## Task details:
Return everything in the book description below from "The colonies of" down to "in British territories.", copied word for word.

## Given text:
● ● ●

Empire and Emancipation: Scottish and Irish Catholics at the Atlantic Fringe, 1780–1850
Published: January 2022© 2022
302 Pages, 6.00 x 9.00 x 0.70 in, 13 b&w illustrations, 2 b&w maps
Empire and Emancipation explores how the agency of Scottish and Irish Catholics redefined understandings of Britishness and British imperial identity in colonial landscapes. In highlighting the relationship of Scottish and Irish Catholics with the British Empire, S. Karly Kehoe starts an important and timely debate about Britain’s colonizer constituencies.
The colonies of Nova Scotia, Cape Breton Island, Newfoundland, and Trinidad had some of the British Empire’s earliest, largest, and most diverse Catholic populations. These were also colonial spaces where Catholics exerted significant influence. Given the extent to which Scottish and Irish Catholics were constrained at home by crippling legislation, long-established patterns of socio-economic exclusion, and increasing discrimination, the British Empire functioned as the main outlet for their ambition. Kehoe shows how they engaged with and benefitted from the security needs of an expanding empire, the aspirations of an emerging middle class, and Rome’s desire to expand its influence in British territories.

● ● ●

Point annotation records
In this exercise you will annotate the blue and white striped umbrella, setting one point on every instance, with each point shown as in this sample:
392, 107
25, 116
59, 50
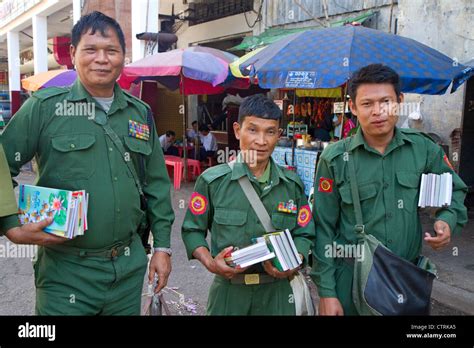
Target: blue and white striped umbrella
326, 58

● ● ●

## Solution for this exercise:
The colonies of Nova Scotia, Cape Breton Island, Newfoundland, and Trinidad had some of the British Empire’s earliest, largest, and most diverse Catholic populations. These were also colonial spaces where Catholics exerted significant influence. Given the extent to which Scottish and Irish Catholics were constrained at home by crippling legislation, long-established patterns of socio-economic exclusion, and increasing discrimination, the British Empire functioned as the main outlet for their ambition. Kehoe shows how they engaged with and benefitted from the security needs of an expanding empire, the aspirations of an emerging middle class, and Rome’s desire to expand its influence in British territories.